Collected data:
==============================
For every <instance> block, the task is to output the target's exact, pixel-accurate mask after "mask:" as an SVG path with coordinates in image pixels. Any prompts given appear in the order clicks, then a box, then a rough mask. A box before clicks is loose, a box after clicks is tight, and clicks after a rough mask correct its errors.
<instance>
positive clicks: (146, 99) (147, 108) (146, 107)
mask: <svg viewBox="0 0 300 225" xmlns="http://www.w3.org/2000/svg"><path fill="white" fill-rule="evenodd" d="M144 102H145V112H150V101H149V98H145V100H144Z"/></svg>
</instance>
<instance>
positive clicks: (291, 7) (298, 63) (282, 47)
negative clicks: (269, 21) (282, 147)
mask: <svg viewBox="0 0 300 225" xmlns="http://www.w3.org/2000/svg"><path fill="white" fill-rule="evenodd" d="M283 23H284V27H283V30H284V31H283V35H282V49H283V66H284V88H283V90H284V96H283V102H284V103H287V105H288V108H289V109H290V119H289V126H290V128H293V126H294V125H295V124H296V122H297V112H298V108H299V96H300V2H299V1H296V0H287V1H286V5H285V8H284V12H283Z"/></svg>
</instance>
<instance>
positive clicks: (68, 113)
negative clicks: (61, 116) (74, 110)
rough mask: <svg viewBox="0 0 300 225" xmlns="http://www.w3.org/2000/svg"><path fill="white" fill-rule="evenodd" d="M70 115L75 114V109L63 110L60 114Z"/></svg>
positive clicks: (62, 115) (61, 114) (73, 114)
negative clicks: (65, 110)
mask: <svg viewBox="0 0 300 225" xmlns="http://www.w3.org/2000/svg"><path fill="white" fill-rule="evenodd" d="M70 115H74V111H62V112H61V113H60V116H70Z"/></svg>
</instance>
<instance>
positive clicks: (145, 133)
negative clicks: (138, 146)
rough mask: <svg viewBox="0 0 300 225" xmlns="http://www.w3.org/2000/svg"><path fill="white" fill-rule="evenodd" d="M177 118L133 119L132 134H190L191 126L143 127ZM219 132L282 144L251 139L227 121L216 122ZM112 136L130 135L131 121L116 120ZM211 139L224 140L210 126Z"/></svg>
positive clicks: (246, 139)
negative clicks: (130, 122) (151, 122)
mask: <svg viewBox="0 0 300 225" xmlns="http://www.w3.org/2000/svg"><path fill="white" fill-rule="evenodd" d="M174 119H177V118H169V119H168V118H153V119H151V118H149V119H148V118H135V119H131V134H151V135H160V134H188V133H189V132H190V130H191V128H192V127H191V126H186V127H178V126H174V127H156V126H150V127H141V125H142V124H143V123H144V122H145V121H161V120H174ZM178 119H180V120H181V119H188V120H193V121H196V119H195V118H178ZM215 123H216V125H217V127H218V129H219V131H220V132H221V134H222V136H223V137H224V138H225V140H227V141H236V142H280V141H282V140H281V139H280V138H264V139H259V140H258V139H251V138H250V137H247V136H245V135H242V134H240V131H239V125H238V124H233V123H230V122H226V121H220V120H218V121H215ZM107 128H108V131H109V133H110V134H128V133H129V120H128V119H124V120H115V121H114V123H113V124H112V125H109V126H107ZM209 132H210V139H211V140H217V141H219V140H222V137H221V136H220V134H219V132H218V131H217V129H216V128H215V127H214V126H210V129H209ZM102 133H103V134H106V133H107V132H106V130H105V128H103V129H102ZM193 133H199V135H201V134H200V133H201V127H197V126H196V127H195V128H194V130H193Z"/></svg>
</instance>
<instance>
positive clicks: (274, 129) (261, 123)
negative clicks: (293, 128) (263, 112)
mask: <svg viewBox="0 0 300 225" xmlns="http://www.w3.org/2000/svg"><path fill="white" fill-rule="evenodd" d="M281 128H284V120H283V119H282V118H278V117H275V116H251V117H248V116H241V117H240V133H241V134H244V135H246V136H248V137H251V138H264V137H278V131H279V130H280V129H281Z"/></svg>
==============================
Examine the entries and report how many of their lines contain the string "rough", giving no more than the number.

# WRITTEN REPLY
3